» Supplied data:

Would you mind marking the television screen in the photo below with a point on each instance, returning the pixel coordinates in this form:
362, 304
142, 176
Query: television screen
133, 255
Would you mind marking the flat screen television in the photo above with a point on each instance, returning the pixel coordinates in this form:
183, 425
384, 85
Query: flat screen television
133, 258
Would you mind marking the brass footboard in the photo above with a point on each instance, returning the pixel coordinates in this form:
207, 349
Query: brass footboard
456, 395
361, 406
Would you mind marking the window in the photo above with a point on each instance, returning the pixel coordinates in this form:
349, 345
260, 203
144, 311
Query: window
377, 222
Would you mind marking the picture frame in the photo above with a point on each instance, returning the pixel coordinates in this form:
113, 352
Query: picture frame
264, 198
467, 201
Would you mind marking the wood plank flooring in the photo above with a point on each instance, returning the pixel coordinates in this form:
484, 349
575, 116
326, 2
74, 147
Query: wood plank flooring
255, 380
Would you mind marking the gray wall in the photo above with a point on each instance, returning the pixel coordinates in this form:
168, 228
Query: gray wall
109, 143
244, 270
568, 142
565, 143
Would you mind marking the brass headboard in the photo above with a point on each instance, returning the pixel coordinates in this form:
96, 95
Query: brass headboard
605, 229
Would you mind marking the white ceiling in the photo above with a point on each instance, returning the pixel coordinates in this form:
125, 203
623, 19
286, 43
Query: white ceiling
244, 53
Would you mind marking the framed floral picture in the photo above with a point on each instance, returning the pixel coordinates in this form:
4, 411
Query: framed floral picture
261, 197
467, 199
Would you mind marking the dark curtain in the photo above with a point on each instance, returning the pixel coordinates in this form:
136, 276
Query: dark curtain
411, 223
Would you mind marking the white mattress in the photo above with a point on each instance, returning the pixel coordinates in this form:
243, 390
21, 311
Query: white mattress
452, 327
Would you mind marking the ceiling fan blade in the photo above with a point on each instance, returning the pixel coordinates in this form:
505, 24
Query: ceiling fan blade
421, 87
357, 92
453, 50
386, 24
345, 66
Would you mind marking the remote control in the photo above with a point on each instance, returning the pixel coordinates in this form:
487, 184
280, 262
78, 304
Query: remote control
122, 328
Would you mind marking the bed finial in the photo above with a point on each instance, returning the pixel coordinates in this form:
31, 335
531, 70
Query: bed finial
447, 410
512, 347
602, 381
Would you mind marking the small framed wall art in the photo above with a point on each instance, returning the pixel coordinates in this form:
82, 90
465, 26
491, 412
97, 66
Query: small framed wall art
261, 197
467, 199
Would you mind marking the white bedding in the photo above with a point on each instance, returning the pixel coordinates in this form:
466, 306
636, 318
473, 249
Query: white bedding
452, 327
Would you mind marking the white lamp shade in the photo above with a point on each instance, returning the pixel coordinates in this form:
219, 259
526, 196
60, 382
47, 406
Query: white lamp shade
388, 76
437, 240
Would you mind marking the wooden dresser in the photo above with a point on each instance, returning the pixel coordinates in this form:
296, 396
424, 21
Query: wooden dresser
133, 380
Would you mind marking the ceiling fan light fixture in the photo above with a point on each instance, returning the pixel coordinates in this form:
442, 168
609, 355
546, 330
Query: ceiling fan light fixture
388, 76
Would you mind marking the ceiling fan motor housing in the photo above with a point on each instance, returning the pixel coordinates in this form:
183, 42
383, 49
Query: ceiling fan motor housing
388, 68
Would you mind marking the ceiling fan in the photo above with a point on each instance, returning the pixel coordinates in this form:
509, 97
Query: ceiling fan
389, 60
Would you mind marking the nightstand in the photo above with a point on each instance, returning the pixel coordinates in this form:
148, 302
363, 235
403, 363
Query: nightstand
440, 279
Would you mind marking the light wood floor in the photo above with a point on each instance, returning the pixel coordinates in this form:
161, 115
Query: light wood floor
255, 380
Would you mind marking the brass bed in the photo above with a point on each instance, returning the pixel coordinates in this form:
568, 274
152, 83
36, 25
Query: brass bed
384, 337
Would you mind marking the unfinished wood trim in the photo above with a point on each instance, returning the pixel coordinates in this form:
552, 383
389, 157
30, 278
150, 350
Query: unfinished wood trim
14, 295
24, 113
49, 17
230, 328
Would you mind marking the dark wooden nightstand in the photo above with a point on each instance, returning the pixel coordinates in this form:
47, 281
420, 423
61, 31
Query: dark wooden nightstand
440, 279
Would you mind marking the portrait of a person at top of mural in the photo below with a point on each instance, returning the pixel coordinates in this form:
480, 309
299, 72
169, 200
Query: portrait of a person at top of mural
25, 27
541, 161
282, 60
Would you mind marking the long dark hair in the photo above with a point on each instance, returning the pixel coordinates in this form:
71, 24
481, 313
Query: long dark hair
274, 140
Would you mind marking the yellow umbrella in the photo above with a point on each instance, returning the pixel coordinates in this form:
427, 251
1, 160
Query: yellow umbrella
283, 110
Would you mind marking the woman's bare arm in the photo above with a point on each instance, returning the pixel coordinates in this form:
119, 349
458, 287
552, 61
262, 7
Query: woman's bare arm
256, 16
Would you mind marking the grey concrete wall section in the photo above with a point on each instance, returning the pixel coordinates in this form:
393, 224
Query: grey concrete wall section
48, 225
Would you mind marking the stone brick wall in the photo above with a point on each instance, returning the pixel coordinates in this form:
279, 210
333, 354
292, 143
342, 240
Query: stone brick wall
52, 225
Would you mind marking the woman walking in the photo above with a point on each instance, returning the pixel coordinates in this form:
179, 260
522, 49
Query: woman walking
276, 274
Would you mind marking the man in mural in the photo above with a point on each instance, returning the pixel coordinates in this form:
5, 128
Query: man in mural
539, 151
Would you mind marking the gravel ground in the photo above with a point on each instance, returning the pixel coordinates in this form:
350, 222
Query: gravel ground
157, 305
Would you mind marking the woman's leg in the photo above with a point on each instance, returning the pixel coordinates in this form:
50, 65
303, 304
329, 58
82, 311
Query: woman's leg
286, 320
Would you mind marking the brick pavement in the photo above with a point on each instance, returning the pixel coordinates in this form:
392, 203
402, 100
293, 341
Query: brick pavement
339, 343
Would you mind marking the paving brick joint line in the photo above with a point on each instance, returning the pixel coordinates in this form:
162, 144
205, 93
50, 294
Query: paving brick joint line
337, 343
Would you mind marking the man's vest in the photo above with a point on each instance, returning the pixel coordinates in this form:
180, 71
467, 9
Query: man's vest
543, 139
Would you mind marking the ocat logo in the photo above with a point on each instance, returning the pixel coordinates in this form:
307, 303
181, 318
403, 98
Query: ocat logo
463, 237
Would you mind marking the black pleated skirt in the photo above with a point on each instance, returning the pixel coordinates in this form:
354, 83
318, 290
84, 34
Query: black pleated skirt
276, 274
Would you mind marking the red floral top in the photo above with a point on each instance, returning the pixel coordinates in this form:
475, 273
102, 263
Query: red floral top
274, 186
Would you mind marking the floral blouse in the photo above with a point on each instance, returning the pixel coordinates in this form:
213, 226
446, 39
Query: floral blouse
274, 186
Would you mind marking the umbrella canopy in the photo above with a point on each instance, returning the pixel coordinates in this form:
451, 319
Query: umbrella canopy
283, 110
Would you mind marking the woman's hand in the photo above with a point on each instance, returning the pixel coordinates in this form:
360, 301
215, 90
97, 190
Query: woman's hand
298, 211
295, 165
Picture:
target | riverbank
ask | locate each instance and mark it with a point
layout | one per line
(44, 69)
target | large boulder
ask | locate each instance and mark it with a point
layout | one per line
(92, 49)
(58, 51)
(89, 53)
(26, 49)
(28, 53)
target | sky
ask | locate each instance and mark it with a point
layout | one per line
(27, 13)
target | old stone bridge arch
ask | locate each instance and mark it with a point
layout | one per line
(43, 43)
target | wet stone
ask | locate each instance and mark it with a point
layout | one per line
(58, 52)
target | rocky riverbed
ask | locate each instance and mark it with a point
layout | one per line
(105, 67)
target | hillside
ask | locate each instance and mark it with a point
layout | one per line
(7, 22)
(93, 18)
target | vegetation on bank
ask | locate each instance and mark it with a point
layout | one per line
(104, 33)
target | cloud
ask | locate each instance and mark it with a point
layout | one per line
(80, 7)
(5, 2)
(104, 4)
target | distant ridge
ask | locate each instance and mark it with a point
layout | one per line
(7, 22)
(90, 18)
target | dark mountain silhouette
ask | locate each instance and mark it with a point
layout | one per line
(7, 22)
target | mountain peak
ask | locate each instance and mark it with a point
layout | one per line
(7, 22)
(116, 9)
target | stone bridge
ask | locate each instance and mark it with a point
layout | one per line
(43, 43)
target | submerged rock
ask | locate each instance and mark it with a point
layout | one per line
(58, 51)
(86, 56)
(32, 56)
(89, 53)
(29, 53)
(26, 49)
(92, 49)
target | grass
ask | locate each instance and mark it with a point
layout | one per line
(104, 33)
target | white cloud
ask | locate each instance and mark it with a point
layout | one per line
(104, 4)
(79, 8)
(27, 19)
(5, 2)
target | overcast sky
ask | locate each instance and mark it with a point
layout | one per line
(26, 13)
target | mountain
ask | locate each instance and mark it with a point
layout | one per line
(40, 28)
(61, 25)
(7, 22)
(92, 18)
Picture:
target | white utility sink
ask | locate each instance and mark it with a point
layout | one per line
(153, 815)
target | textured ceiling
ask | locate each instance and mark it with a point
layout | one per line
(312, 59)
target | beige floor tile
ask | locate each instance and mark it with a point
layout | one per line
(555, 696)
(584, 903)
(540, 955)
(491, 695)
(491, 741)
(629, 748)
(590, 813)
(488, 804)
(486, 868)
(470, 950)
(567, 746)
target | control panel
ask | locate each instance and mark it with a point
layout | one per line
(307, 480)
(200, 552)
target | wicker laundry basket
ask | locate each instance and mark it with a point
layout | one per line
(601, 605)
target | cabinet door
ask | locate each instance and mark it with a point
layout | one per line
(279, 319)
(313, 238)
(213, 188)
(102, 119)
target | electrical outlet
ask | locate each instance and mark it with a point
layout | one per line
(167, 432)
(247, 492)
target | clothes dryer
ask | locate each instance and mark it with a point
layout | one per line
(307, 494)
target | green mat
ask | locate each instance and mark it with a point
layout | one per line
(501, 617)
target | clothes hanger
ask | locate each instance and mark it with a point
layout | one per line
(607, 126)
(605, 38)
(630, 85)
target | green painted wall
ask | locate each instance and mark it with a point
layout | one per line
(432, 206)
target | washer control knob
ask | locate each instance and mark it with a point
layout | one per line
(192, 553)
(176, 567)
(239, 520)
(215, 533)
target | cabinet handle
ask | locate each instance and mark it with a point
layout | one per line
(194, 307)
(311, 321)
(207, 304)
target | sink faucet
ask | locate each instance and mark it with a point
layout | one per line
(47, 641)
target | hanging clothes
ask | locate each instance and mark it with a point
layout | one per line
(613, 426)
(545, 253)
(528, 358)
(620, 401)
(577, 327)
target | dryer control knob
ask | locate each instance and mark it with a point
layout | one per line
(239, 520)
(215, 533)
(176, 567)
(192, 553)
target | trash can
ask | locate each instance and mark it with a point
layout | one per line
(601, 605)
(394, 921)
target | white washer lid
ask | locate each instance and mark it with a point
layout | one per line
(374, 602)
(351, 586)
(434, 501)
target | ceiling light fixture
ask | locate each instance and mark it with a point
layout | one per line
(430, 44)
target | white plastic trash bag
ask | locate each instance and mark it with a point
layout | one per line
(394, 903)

» What you need to do: Where does the word "knob" appear in the listing? List each line that holds it.

» Response to this exercise:
target | washer control knob
target | dryer control knob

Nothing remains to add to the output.